──────── Excerpt provided ────────

This is the second article in a series on New Hampshire skiing in the age of climate change. You can find the introduction here.
Snowmaking on the Downdraft trail at Pats Peak just days after the December 18th rainstorm. (Photo: Beatrice Burack)
Late last December, just before Christmas and only four days after historic floods ripped across New Hampshire, Pats Peak Ski Area in Henniker was a veritable winter wonderland—with a packed parking lot. That was no thanks to Mother Nature. Instead, General Manager Kris Blomback could point to his 12-member snowmaking staff, $5 million snowmaking system, and 610 snow guns.
“We got our face kicked in for 24 hours, and then we came right back and within 48 hours it was a distant memory,” Blomback said, referring to the December 18th storm.
Steve Tanner, a Massachusetts resident who’d brought his three and seven-year-olds skiing at Pats Peak for the day, was surprised to see so much snow on the trails. “I didn’t even bring my stuff this time because I didn’t think there would be this much open [...] I just assumed we’re just gonna do the magic carpets. In hindsight,” he said, “I should’ve brought my stuff.”
But if Tanner had driven another 50 minutes northeast to Veterans Memorial Recreation Area in Franklin or northwest to Whaleback Mountain in Enfield that same week, he’d have found slopes nowhere near ready for skiers.
The Vets, Franklin, New Hampshire
On December 21st, Tim Morrill’s white Chevy Silverado struggled through deep ruts left by the storm, as he made his way to the top of Veterans Memorial in Franklin. There, he walked along trails he’s skied since childhood, naming them as he went: Wilderness, Drake’s Drop, Race Trail. The White Mountains stood in the distance, fading from green, to purple, to blue. Two bright yellow snow guns, bought second-hand from the exclusive Yellowstone Club in Montana, shone incandescent at the bottom of the hill. Nowhere on the grassy hill was a speck of snow to be found.
Morrill is the president of the Franklin Outing Club, which operates the non-profit Veterans Memorial ski hill (called ‘The Vets’ by locals). The Vets offers 230 vertical feet of skiing and is one of a few remaining community ski hills in the state. Its $15 adult nighttime tickets and frequent free ski days are almost unheard of in an industry dominated by the $1,000 dollar Epic and Ikon passes. The Vets gets by with help from donations, an all-volunteer maintenance and patrol crew, and local business sponsorships.

────────

### [Written request 1]
Answer these questions using the article on New Hampshire skiing:
(a) How many snow guns does Pats Peak have?
(b) Where did the two yellow snow guns at Veterans Memorial come from?
(c) How many vertical feet of skiing does the Vets offer?
### [Written request 2]
Which trails does Tim Morrill name as he walks the hill at Veterans Memorial, according to the article on New Hampshire skiing?
### [Written request 3]
Does each statement agree with the article on New Hampshire skiing? Answer yes or no and quote the words that decide it.
(a) Blomback said Pats Peak recovered from the storm within 48 hours.
(b) Steve Tanner brought his own ski gear to Pats Peak that day.
(c) Adult nighttime tickets at the Vets cost $15.

──────── Excerpted records ────────

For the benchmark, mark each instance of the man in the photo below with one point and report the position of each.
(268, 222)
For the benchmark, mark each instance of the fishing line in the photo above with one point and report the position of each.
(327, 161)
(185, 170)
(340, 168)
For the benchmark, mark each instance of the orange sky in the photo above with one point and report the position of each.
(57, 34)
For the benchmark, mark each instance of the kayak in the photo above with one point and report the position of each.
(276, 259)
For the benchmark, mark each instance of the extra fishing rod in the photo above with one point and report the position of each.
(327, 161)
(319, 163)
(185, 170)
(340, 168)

────────
──────── Excerpted records ────────

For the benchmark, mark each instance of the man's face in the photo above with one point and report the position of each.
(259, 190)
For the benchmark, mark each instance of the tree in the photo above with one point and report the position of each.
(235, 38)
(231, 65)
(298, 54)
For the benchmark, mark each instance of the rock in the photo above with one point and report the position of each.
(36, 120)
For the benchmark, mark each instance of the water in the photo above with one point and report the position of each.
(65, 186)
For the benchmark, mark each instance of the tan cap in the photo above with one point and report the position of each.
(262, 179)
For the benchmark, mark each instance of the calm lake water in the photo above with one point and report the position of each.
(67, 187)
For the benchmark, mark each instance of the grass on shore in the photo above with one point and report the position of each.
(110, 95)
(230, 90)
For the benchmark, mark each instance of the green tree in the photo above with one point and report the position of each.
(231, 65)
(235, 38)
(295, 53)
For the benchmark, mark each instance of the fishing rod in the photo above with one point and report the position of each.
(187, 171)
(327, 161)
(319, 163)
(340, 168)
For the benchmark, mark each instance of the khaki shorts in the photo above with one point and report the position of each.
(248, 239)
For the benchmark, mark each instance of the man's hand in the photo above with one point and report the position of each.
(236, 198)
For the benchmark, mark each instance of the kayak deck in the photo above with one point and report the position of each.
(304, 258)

────────

### [Full output 1]
(a) 610
(b) They were bought second-hand from the Yellowstone Club in Montana.
(c) 230

### [Full output 2]
Wilderness, Drake’s Drop, Race Trail

### [Full output 3]
(a) Yes: "within 48 hours it was a distant memory"
(b) No: "I didn’t even bring my stuff this time"
(c) Yes: "Its $15 adult nighttime tickets"